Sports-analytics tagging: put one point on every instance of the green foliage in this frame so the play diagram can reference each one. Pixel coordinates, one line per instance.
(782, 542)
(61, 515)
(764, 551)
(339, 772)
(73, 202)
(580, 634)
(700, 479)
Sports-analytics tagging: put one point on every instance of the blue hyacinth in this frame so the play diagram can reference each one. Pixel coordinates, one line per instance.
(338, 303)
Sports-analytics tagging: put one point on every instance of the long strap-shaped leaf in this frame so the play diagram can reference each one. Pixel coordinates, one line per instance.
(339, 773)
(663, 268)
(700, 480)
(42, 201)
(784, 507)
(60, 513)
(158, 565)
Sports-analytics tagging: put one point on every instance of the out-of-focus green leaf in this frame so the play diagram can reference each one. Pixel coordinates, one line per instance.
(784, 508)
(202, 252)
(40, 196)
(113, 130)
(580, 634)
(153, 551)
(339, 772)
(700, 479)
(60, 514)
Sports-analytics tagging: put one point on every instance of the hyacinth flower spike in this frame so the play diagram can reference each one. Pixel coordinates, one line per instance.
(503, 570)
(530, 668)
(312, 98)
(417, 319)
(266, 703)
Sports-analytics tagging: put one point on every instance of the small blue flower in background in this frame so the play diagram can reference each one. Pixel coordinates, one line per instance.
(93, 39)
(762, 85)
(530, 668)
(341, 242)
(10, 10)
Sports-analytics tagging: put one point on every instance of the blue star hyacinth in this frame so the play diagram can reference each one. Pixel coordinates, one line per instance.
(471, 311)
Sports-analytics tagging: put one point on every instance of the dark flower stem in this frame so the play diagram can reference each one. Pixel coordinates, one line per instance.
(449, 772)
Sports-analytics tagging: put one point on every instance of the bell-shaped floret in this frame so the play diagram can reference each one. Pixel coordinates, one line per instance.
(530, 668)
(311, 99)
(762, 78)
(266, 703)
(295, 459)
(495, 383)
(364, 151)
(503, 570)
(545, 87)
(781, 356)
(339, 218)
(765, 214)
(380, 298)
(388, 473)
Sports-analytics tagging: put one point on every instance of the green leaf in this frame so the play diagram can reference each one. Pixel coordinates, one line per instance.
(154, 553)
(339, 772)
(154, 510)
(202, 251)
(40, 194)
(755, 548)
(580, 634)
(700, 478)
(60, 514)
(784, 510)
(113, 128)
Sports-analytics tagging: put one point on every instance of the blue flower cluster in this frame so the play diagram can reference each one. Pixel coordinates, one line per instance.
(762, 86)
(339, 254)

++++

● SET EXERCISE
Could you copy out verbatim the part of the material that opens with the line containing "of the dark" and runs through the end of the material?

● SOLUTION FOR THIS EXERCISE
Sports-analytics tagging: put one point on every instance of the dark flower stem in this frame so the play diagram can reference each one. Pixel coordinates, one line per instance.
(449, 772)
Sports-analytics tagging: put one point on every instance of the bell-shaped floret in this frame so the play diagram can reference each one. Pixel coordinates, one line per instance.
(530, 668)
(311, 99)
(762, 78)
(266, 703)
(295, 459)
(495, 383)
(364, 151)
(503, 570)
(545, 87)
(781, 356)
(339, 218)
(765, 214)
(380, 298)
(388, 473)
Sports-analytics tagging: put one point on every instance of the green leaf in this frame so the play diagram can reference each one. Pixel coordinates, one line per instance.
(154, 553)
(339, 772)
(154, 510)
(202, 251)
(40, 194)
(755, 548)
(580, 634)
(700, 478)
(60, 514)
(784, 510)
(113, 128)
Sports-analytics tagging: put one point on every instance of the blue flower cluster in this frame so the play diagram can reference each one. Pixel coordinates, one line per instance.
(762, 86)
(339, 254)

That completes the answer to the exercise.